§ **TEXT EXCERPT**:

● ● ● ●

An impressive debut CD from trumpeter/ composer Laura Jurd. Conceived as a unified whole, the album with its six pieces and three improvised dialogues reveals a young composer of character and immense promise. The album deals with themes of departure and return. With both a jazz and a string quartet (the Ligeti Quartet), the music is at the increasingly traversed borders of contemporary classical music and jazz. From Kind of Blue era Miles Davis, to echoes of Messiaen, Alban Berg and Shostakovich, a distinctive individual and appealing voice emerges. Three free-improvised dialogues where Laura Jurd responds in real time to the imaginative narratives of pianist (Elliot Galvin) cellist (Ben Davis) and drummer (Corrie Dick) provide the ideal counterweight to the six structured and planned compositions. Nine carefully programmed tracks, which, through thematic and musical connections, build to a satisfying whole.

● ● ● ●

§ **PROBLEM DETAILS**: Sum up the album review above in two sentences.

● ● ● ●

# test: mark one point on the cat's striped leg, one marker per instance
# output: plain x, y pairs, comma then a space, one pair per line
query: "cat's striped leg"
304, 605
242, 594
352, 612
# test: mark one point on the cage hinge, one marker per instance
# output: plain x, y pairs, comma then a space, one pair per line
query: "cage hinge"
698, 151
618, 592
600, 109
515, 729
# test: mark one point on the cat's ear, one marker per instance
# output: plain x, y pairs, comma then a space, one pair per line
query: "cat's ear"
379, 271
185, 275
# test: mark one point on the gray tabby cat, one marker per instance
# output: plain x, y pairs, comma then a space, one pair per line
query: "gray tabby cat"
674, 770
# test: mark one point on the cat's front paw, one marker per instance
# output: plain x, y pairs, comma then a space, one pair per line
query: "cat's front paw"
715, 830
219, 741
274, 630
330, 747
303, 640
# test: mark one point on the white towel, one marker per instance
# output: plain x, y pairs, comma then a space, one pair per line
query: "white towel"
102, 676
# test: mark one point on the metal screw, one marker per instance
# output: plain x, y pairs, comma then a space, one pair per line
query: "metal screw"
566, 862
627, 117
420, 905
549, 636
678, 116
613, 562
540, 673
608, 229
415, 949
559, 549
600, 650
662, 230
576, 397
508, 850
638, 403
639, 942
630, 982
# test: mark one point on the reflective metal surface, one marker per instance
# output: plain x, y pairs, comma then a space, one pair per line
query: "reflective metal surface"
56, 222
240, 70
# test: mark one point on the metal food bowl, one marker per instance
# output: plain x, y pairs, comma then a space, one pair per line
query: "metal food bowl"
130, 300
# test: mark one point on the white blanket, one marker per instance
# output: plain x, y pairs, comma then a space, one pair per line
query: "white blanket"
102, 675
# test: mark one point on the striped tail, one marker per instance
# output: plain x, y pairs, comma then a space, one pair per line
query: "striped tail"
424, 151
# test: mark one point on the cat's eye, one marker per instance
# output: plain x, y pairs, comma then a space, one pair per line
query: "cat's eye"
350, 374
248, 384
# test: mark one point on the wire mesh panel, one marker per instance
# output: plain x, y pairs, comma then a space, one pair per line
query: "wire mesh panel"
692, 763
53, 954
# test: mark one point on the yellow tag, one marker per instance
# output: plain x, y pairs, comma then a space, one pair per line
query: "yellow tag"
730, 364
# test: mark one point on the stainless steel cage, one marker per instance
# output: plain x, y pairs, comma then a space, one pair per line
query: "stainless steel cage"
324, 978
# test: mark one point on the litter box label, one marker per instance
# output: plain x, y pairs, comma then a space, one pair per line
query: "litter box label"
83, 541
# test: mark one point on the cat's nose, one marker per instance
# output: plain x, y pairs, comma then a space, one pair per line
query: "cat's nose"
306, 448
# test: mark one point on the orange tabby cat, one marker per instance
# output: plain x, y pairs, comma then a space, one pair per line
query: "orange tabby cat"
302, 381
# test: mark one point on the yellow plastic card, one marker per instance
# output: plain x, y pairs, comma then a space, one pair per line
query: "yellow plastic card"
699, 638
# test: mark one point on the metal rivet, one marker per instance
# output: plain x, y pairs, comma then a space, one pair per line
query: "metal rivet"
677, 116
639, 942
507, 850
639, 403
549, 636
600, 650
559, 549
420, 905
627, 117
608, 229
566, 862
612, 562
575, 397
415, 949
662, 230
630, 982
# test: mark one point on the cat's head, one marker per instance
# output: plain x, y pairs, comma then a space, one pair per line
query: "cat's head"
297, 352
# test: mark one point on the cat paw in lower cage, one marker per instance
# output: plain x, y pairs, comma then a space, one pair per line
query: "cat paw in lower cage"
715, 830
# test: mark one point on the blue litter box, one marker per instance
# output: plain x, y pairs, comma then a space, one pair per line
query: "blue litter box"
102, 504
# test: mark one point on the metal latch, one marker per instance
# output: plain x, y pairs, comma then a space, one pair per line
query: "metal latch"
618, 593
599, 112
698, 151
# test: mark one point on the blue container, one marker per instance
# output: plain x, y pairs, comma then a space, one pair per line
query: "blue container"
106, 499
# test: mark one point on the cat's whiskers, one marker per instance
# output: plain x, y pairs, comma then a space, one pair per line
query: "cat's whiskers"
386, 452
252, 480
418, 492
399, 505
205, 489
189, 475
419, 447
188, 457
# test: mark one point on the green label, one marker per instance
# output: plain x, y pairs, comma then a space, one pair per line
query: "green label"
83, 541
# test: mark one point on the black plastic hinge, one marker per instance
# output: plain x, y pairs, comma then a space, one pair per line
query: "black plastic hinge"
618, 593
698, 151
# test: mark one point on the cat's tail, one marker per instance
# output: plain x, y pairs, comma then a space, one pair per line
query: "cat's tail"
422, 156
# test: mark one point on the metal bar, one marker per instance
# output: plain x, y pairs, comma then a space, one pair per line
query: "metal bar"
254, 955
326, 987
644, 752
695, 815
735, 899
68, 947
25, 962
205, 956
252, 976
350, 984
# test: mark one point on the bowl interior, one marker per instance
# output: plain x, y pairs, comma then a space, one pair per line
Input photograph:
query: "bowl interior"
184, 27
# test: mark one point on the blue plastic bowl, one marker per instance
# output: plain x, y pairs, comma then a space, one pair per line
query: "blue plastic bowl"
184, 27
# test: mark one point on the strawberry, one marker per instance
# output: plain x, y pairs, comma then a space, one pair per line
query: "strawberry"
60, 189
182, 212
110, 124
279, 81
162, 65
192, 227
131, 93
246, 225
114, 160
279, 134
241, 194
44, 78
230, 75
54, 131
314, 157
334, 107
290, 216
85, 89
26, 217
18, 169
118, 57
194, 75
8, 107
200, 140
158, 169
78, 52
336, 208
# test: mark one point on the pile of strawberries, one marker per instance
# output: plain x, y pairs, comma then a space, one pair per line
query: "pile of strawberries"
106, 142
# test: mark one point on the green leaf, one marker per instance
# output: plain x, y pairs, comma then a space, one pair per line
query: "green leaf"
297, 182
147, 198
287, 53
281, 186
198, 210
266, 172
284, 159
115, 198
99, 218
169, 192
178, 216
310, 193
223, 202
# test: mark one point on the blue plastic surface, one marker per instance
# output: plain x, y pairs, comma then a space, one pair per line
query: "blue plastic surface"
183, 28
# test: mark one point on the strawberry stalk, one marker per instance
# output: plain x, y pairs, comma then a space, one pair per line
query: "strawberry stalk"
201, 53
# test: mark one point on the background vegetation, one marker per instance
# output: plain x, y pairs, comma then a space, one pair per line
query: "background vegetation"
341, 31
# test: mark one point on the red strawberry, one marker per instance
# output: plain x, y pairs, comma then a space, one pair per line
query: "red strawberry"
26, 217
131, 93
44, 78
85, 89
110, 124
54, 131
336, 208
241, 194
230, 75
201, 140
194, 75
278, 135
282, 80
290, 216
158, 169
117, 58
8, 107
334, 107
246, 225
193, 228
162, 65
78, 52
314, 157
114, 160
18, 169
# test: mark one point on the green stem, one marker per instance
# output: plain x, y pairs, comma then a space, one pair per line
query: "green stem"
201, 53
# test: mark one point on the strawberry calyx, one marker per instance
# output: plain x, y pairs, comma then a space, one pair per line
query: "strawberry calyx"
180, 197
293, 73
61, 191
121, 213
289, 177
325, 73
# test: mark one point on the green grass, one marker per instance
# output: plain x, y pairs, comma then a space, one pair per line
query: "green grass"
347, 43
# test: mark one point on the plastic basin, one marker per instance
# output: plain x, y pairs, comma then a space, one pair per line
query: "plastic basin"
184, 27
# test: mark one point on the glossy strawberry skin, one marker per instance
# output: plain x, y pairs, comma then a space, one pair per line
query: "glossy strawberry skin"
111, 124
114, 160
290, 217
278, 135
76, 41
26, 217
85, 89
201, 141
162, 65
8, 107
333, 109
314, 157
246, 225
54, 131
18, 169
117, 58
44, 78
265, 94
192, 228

● ● ● ●

§ **EXPECTED OUTPUT**: Laura Jurd's debut CD, a trumpet-and-composition album about departure and return, joins a jazz quartet with the Ligeti Quartet and sits on the border between contemporary classical music and jazz. Its six planned pieces and three free-improvised dialogues with piano, cello and drums are linked by theme and sound into a satisfying whole, showing a distinctive young composer of great promise.